### Exercise directions:
Reproduce every entry in the listing without alteration.

### Dataset:
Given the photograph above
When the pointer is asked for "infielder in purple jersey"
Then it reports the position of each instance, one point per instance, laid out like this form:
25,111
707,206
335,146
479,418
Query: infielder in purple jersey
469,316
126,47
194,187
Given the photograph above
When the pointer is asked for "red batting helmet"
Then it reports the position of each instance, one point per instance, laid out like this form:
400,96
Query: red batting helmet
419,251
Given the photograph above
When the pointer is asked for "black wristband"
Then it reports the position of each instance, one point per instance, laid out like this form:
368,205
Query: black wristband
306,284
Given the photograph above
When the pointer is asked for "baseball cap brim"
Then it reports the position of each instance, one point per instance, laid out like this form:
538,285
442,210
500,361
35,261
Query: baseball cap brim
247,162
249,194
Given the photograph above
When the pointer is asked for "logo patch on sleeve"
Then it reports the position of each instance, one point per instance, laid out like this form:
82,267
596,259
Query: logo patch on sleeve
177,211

### Result of the task:
Given the photograph above
When the pointer is asked for "infielder in purple jersey"
Then it reports the position of each instance, one point per instance, laid out like this form:
25,111
707,206
335,146
479,418
Query: infielder in purple jersey
469,316
126,47
194,187
Given the photograph above
When the pointer is asked for "red batting helmet"
Then it reports the position of each instance, one point per instance, laid out like this form:
400,96
Query: red batting helmet
419,251
Given the photograph above
When the pointer is asked for "black wristband"
Then it reports the position of each instance, one point per instance, laid out like this form:
368,205
Query: black wristband
306,284
Given the photograph above
When the pointer is asked for "baseball cap brim"
Then it reports the position of each instance, one point per instance, laid out like this form:
538,285
442,210
500,361
35,261
Query: baseball cap brim
247,162
249,194
Given the photograph above
When the pointer is asked for "logo patch on sleeve"
Then it reports the position of each instance, one point per instance, laid out like this form:
82,267
596,259
Query: logo patch on sleeve
177,211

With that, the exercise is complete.